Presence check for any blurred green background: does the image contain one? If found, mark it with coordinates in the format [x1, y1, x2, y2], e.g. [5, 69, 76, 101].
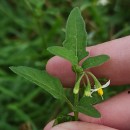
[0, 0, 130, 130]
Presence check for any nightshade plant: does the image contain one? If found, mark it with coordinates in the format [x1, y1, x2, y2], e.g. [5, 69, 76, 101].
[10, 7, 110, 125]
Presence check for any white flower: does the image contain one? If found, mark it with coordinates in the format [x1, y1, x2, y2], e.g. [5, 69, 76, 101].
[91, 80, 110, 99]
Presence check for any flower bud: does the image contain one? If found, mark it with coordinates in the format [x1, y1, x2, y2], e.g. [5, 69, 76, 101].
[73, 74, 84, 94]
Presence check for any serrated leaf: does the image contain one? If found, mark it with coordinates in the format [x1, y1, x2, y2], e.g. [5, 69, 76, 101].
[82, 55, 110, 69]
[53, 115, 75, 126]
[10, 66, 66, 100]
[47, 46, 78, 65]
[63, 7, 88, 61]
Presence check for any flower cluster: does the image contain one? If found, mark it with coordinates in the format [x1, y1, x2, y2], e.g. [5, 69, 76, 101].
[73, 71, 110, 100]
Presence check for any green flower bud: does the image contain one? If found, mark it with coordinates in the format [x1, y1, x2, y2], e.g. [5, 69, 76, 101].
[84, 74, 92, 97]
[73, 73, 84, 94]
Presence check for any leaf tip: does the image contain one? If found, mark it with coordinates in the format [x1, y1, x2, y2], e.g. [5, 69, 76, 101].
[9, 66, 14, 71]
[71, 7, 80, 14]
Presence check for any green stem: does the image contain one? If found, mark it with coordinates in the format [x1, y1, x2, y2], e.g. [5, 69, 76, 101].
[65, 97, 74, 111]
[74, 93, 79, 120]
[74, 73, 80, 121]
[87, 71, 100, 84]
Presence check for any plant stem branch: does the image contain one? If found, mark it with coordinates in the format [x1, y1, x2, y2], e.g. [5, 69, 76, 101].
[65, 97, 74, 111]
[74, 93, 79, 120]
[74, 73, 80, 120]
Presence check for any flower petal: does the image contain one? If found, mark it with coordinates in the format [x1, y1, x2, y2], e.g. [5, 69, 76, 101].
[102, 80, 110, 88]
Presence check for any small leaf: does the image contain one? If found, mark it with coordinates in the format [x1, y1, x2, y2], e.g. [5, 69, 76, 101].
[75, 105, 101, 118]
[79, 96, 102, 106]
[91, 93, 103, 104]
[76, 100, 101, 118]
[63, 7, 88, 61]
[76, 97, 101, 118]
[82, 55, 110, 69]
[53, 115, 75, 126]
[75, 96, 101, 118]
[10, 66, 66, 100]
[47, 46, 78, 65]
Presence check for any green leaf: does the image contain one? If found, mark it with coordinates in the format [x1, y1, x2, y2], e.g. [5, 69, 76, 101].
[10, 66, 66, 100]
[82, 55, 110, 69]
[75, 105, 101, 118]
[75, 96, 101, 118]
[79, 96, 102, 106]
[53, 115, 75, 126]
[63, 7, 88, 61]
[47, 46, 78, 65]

○ ○ ○

[PROBLEM TO WORK ON] What this calls for is the material above set down exactly, pictures excluded.

[EXERCISE RESPONSE]
Presence check for any blurred green background: does the image contain one? If found, mark it with coordinates in the format [x1, y1, x2, y2], e.g. [5, 69, 76, 101].
[0, 0, 130, 130]
Presence check for any nightshade plant: does the image contain one? If found, mark it with coordinates in the format [x1, y1, x2, y2], e.g. [5, 69, 76, 101].
[10, 7, 110, 125]
Presence check for any white flower: does the image contain one? If found, mark it with coordinates in the format [x1, y1, x2, y2], e.g. [5, 69, 76, 101].
[91, 80, 110, 99]
Presence check for any flower bud: does the image contain one? If found, mark it with coordinates in the format [x1, y1, x2, y2], e.g. [5, 69, 76, 101].
[73, 74, 84, 94]
Presence check for any serrated leaf: does the image contain one? If found, mark it with coordinates in the format [x1, y1, x2, y2], e.g. [5, 69, 76, 101].
[82, 55, 110, 69]
[53, 115, 75, 126]
[10, 66, 66, 100]
[47, 46, 78, 65]
[63, 7, 88, 61]
Presence check for any flower cluster: does the image contain one? If found, mark it with coordinates in the format [x1, y1, x2, y2], e.g. [5, 69, 76, 101].
[73, 71, 110, 100]
Presence check for any green flower bud: does the image contain one? If found, mark it with coordinates in the format [x1, y1, x2, y2], e.g. [5, 69, 76, 101].
[84, 74, 92, 97]
[73, 73, 84, 94]
Presence check for any leaf tip: does the image contain one? If found, mark it with coordinates in the format [x1, y1, x2, y2], e.g. [5, 69, 76, 101].
[9, 66, 14, 71]
[71, 7, 80, 14]
Presence check for any green stem: does the image contain one? If found, mark it with coordinates in the format [x1, y1, x2, y2], e.g. [5, 69, 76, 101].
[65, 97, 74, 111]
[74, 93, 79, 120]
[74, 73, 80, 121]
[87, 71, 100, 84]
Presence check for any plant stem branch: does the image contain one? If found, mark it with coordinates in the format [x1, y1, x2, y2], e.g. [5, 69, 76, 101].
[65, 97, 74, 111]
[74, 93, 79, 120]
[74, 73, 80, 120]
Presence check for any flower petal: does the image contain one? If found, mark it with coordinates in the format [x1, y1, x2, y2], e.g. [5, 69, 76, 101].
[102, 80, 110, 88]
Presence check for any small leaf: does the image contain one? If found, mark it with coordinates in the format [x1, y1, x2, y2], e.g. [5, 69, 76, 101].
[75, 105, 101, 118]
[79, 96, 102, 106]
[91, 93, 103, 104]
[76, 100, 101, 118]
[63, 7, 88, 61]
[76, 97, 101, 118]
[82, 55, 110, 69]
[53, 115, 75, 126]
[75, 96, 101, 118]
[10, 66, 66, 100]
[47, 46, 78, 65]
Presence check for any green leaf: does the image contain one? If found, mark it with coordinates in the format [x1, y1, x2, y2], e.g. [5, 69, 76, 101].
[10, 66, 66, 100]
[82, 55, 110, 69]
[75, 105, 101, 118]
[75, 96, 101, 118]
[79, 96, 102, 106]
[53, 115, 75, 126]
[63, 7, 88, 61]
[47, 46, 78, 65]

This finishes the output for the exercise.